▶ [EXERCISE DESCRIPTION]: Give the data below as a Markdown table with the columns "Row" and "Text," numbering each line and leaving out blank lines. Begin at the line that has "the laptop computer" and stop after the line that has "x=153, y=72".

§

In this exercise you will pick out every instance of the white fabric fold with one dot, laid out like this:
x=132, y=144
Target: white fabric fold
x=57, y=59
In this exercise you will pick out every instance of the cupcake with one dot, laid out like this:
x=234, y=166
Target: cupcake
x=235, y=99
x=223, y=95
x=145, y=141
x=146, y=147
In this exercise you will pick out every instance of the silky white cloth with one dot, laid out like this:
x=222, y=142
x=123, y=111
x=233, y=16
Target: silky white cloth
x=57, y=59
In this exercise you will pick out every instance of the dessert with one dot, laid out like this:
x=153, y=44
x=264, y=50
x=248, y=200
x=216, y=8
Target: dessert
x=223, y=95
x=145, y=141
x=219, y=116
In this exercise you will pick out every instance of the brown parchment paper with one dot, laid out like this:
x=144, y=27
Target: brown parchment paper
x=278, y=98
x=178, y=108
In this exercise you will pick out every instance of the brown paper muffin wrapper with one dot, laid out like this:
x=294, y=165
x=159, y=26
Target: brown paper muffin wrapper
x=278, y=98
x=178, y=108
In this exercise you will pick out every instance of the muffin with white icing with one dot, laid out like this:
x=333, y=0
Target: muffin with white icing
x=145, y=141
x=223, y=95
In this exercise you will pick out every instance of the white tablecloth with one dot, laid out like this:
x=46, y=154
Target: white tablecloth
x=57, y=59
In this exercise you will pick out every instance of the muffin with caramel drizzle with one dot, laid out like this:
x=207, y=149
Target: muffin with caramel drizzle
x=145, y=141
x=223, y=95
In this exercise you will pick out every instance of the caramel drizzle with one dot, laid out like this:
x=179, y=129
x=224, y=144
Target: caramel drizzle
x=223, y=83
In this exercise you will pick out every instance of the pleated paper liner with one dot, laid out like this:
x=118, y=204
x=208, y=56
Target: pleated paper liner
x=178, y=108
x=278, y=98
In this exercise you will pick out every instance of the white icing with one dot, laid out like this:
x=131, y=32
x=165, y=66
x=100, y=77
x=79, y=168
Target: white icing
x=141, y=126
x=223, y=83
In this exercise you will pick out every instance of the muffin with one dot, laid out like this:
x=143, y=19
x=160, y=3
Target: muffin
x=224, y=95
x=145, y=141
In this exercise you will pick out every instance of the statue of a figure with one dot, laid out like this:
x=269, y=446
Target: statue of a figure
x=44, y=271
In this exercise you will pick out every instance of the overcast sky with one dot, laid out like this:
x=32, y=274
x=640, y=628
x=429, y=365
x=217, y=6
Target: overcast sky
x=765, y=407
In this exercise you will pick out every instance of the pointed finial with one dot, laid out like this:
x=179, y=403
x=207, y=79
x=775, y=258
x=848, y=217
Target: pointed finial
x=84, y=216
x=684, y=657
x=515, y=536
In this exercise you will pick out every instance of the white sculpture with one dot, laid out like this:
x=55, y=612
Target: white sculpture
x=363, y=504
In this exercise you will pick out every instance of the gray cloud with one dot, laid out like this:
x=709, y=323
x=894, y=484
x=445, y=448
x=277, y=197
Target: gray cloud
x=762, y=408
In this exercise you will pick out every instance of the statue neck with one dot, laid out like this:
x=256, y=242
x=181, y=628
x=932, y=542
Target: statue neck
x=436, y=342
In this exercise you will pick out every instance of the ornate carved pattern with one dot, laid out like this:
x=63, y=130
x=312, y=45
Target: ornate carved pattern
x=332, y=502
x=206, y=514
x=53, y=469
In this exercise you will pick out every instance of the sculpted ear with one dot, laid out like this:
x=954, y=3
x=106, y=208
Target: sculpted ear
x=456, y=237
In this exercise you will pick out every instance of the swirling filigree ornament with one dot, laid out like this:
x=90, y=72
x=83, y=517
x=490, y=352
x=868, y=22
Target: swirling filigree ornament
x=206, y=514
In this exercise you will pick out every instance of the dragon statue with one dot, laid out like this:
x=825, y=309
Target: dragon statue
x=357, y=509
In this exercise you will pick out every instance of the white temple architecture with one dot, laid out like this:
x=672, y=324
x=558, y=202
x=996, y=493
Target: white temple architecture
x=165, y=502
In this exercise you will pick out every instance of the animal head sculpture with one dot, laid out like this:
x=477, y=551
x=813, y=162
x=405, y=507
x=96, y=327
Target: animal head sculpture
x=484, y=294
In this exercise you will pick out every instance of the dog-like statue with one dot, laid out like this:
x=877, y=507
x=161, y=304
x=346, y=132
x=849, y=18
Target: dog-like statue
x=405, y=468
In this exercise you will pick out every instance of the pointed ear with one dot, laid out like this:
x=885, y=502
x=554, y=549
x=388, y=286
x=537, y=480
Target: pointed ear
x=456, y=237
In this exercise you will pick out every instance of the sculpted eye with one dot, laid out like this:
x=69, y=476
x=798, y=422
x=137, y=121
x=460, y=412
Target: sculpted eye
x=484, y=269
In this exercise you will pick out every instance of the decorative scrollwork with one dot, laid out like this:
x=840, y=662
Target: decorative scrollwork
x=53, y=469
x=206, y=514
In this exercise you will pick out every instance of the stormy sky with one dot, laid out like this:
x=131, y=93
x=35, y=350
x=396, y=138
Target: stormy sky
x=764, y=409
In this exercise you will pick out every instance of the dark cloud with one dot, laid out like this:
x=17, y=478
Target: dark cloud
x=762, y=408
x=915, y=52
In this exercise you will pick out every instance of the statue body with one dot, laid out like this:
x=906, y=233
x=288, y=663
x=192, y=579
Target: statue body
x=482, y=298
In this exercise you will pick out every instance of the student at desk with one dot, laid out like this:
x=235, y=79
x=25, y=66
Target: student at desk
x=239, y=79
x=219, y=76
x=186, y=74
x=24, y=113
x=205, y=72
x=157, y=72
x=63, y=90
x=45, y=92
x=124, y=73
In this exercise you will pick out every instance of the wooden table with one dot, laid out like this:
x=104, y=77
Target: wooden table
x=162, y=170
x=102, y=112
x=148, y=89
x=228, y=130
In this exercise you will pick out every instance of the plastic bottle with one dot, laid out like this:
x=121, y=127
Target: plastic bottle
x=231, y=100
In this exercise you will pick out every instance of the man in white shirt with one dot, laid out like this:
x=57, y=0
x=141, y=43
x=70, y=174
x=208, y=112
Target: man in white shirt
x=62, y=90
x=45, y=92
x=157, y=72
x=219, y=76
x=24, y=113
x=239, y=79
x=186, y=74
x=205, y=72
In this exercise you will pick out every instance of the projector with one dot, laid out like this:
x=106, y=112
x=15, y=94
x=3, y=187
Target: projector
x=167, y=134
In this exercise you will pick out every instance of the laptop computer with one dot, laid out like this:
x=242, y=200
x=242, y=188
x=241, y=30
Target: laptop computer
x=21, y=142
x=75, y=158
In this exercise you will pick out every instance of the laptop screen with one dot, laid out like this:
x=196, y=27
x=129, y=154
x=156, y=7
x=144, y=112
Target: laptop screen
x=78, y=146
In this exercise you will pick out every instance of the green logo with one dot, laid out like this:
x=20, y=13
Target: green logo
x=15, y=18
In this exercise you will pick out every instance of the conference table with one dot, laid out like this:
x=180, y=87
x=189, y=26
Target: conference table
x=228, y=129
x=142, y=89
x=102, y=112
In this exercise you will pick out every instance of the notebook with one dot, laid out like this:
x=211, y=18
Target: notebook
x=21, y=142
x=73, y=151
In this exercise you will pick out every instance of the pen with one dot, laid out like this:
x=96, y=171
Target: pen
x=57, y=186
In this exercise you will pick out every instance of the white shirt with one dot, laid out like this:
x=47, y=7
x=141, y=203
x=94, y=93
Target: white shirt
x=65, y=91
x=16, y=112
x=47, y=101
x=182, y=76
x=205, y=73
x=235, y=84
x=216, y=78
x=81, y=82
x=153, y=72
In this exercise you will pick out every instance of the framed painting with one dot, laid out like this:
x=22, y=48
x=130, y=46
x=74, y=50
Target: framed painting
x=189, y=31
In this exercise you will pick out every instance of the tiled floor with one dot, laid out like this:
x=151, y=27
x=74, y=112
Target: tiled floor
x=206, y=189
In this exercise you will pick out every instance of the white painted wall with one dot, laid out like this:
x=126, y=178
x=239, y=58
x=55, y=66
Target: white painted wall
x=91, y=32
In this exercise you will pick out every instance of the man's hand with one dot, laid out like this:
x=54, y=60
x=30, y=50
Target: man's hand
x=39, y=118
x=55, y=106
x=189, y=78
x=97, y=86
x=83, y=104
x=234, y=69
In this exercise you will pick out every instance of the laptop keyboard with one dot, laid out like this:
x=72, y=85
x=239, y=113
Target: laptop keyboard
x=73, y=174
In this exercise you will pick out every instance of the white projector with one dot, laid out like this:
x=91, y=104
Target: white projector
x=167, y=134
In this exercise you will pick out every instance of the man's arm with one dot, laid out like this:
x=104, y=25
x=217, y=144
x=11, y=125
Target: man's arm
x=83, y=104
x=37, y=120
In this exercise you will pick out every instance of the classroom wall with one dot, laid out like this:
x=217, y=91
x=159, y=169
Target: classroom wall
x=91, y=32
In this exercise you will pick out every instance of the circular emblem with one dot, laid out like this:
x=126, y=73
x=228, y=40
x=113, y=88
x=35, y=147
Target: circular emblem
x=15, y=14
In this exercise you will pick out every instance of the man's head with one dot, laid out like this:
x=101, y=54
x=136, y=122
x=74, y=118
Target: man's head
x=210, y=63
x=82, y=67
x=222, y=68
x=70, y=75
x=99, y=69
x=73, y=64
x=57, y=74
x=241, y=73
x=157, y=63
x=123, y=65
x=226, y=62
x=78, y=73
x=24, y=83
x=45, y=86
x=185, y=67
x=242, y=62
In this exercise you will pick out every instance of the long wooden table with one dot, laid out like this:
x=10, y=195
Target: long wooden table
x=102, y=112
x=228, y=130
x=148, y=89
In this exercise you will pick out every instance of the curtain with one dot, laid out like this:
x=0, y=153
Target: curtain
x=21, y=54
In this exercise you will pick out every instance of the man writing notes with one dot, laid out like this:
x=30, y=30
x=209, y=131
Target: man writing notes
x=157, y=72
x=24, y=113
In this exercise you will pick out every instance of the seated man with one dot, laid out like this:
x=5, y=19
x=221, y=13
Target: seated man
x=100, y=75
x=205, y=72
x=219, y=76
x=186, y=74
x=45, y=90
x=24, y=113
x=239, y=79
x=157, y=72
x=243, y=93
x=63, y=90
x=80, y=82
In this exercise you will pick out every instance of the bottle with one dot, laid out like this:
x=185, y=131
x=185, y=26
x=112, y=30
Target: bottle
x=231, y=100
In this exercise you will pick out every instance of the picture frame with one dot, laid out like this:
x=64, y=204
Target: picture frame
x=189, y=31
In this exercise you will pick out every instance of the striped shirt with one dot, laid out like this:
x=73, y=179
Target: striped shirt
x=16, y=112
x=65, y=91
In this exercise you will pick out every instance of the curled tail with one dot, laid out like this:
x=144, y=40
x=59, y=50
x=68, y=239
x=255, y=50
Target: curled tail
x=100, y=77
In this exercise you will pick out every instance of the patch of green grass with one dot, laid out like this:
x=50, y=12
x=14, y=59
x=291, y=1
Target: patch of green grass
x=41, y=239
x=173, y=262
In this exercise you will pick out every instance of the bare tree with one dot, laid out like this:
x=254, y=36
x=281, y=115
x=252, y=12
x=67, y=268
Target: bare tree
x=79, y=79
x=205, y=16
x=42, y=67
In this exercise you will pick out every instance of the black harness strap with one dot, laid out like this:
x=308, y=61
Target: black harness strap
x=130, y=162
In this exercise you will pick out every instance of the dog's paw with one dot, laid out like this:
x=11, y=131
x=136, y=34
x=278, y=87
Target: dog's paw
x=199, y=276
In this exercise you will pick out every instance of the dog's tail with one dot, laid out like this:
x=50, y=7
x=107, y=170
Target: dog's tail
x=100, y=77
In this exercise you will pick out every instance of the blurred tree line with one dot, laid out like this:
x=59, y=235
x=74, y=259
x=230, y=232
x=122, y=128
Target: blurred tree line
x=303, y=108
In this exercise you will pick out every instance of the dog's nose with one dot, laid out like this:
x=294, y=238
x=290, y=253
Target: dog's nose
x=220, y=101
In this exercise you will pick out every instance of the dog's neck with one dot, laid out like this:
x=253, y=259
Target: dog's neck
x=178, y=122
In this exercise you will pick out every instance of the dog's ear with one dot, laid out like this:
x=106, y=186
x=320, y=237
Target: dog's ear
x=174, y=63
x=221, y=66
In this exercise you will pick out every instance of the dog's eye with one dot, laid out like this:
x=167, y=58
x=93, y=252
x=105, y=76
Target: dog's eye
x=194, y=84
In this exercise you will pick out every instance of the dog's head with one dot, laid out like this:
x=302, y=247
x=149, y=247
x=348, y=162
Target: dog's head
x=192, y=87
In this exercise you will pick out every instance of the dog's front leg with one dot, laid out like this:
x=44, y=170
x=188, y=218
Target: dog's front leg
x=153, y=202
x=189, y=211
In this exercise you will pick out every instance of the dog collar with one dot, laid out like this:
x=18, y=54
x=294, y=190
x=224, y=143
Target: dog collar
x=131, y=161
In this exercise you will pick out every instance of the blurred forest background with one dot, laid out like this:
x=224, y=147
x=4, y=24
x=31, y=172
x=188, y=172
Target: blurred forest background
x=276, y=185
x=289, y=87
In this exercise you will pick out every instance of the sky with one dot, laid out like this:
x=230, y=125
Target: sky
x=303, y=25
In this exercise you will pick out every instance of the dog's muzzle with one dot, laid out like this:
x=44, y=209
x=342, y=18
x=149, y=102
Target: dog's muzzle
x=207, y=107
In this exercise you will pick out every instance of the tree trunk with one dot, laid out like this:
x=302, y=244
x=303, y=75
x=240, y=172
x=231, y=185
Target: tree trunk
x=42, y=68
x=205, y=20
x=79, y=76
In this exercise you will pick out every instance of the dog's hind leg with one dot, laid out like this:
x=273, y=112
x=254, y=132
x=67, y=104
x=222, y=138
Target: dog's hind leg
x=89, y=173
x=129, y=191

§

▶ [CORRECT RESPONSE]:
| Row | Text |
|---|---|
| 1 | In this exercise you will pick out every instance of the laptop computer with one dot, laid out like this: |
| 2 | x=242, y=200 |
| 3 | x=242, y=188 |
| 4 | x=241, y=30 |
| 5 | Target: laptop computer |
| 6 | x=21, y=142 |
| 7 | x=75, y=158 |
| 8 | In this exercise you will pick out every instance of the laptop screen with one dot, laid out like this: |
| 9 | x=196, y=27 |
| 10 | x=129, y=154 |
| 11 | x=156, y=7 |
| 12 | x=144, y=112 |
| 13 | Target: laptop screen |
| 14 | x=78, y=146 |
| 15 | In this exercise you will pick out every instance of the green logo with one dot, laid out like this: |
| 16 | x=20, y=13 |
| 17 | Target: green logo |
| 18 | x=15, y=18 |
| 19 | In this exercise you will pick out every instance of the conference table with one dot, laid out like this: |
| 20 | x=180, y=87 |
| 21 | x=189, y=26 |
| 22 | Target: conference table |
| 23 | x=228, y=129 |
| 24 | x=142, y=89 |
| 25 | x=102, y=112 |
| 26 | In this exercise you will pick out every instance of the notebook with one dot, laid out like this: |
| 27 | x=211, y=18 |
| 28 | Target: notebook |
| 29 | x=21, y=142 |
| 30 | x=73, y=151 |
| 31 | In this exercise you will pick out every instance of the pen with one dot, laid out like this: |
| 32 | x=96, y=171 |
| 33 | Target: pen |
| 34 | x=57, y=186 |
| 35 | In this exercise you will pick out every instance of the white shirt with one dot, laid out like this: |
| 36 | x=47, y=7 |
| 37 | x=141, y=203 |
| 38 | x=94, y=93 |
| 39 | Target: white shirt |
| 40 | x=65, y=91 |
| 41 | x=16, y=112 |
| 42 | x=47, y=101 |
| 43 | x=182, y=76 |
| 44 | x=205, y=73 |
| 45 | x=235, y=84 |
| 46 | x=216, y=78 |
| 47 | x=81, y=82 |
| 48 | x=153, y=72 |